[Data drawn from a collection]
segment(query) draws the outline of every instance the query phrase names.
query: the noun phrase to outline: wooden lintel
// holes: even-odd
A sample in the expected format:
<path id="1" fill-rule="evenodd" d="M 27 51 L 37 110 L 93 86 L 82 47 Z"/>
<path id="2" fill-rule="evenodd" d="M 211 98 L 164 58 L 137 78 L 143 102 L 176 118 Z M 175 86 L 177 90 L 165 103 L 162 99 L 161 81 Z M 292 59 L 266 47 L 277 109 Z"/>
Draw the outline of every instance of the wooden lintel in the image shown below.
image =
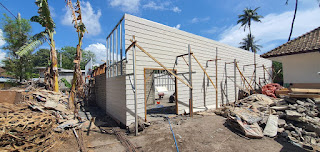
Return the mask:
<path id="1" fill-rule="evenodd" d="M 131 40 L 132 42 L 135 42 L 133 40 Z M 174 77 L 176 77 L 179 81 L 181 81 L 183 84 L 185 84 L 186 86 L 188 86 L 189 88 L 192 88 L 192 86 L 188 83 L 186 83 L 185 81 L 183 81 L 180 77 L 178 77 L 177 75 L 175 75 L 172 70 L 169 70 L 168 68 L 166 68 L 162 63 L 160 63 L 157 59 L 155 59 L 151 54 L 149 54 L 146 50 L 144 50 L 139 44 L 137 44 L 135 42 L 135 44 L 143 53 L 145 53 L 147 56 L 149 56 L 153 61 L 157 62 L 161 67 L 163 67 L 167 72 L 169 72 L 171 75 L 173 75 Z"/>
<path id="2" fill-rule="evenodd" d="M 132 43 L 129 45 L 129 47 L 126 49 L 126 53 L 130 50 L 130 48 L 132 48 L 134 46 L 134 44 L 137 43 L 137 41 L 133 41 L 133 40 L 130 40 Z"/>
<path id="3" fill-rule="evenodd" d="M 208 77 L 208 79 L 210 80 L 211 84 L 213 85 L 213 87 L 217 90 L 216 85 L 214 85 L 213 81 L 211 80 L 210 76 L 208 75 L 207 71 L 203 68 L 203 66 L 201 65 L 201 63 L 197 60 L 197 58 L 194 56 L 194 54 L 191 54 L 193 56 L 193 58 L 197 61 L 197 63 L 199 64 L 199 66 L 201 67 L 202 71 L 206 74 L 206 76 Z"/>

> Problem details
Rewrite all of the data above with "wooden lintel" changed to "stone lintel" and everything else left as it is. Leave the pictures out of your answer.

> Full response
segment(query) draws the outline of every instance the query phrase names.
query: the noun phrase to outline: stone lintel
// holes: even-odd
A sample in the expected format:
<path id="1" fill-rule="evenodd" d="M 27 51 L 37 110 L 93 86 L 82 47 Z"/>
<path id="2" fill-rule="evenodd" d="M 211 98 L 164 58 L 137 78 L 143 102 L 176 118 Z M 175 86 L 177 90 L 165 103 L 162 99 L 161 81 Z M 292 59 L 266 47 L 277 109 Z"/>
Draw the outline of every instance of the stone lintel in the image shown below.
image =
Return the mask:
<path id="1" fill-rule="evenodd" d="M 131 40 L 132 42 L 135 42 L 133 40 Z M 174 77 L 176 77 L 179 81 L 181 81 L 183 84 L 185 84 L 186 86 L 188 86 L 189 88 L 192 88 L 192 86 L 188 83 L 186 83 L 185 81 L 183 81 L 180 77 L 178 77 L 177 75 L 175 75 L 172 70 L 169 70 L 168 68 L 166 68 L 162 63 L 160 63 L 157 59 L 155 59 L 151 54 L 149 54 L 146 50 L 144 50 L 139 44 L 137 44 L 135 42 L 135 44 L 143 53 L 145 53 L 147 56 L 149 56 L 153 61 L 157 62 L 161 67 L 163 67 L 167 72 L 169 72 L 171 75 L 173 75 Z"/>
<path id="2" fill-rule="evenodd" d="M 132 43 L 129 45 L 129 47 L 126 49 L 126 53 L 130 50 L 130 48 L 132 48 L 134 46 L 134 44 L 137 43 L 137 41 L 133 41 L 133 40 L 130 40 Z"/>
<path id="3" fill-rule="evenodd" d="M 208 77 L 208 79 L 210 80 L 211 84 L 213 85 L 213 87 L 217 90 L 216 85 L 214 85 L 213 81 L 211 80 L 210 76 L 208 75 L 207 71 L 203 68 L 203 66 L 201 65 L 201 63 L 197 60 L 197 58 L 194 56 L 194 54 L 191 54 L 193 56 L 193 58 L 197 61 L 197 63 L 199 64 L 199 66 L 201 67 L 202 71 L 206 74 L 206 76 Z"/>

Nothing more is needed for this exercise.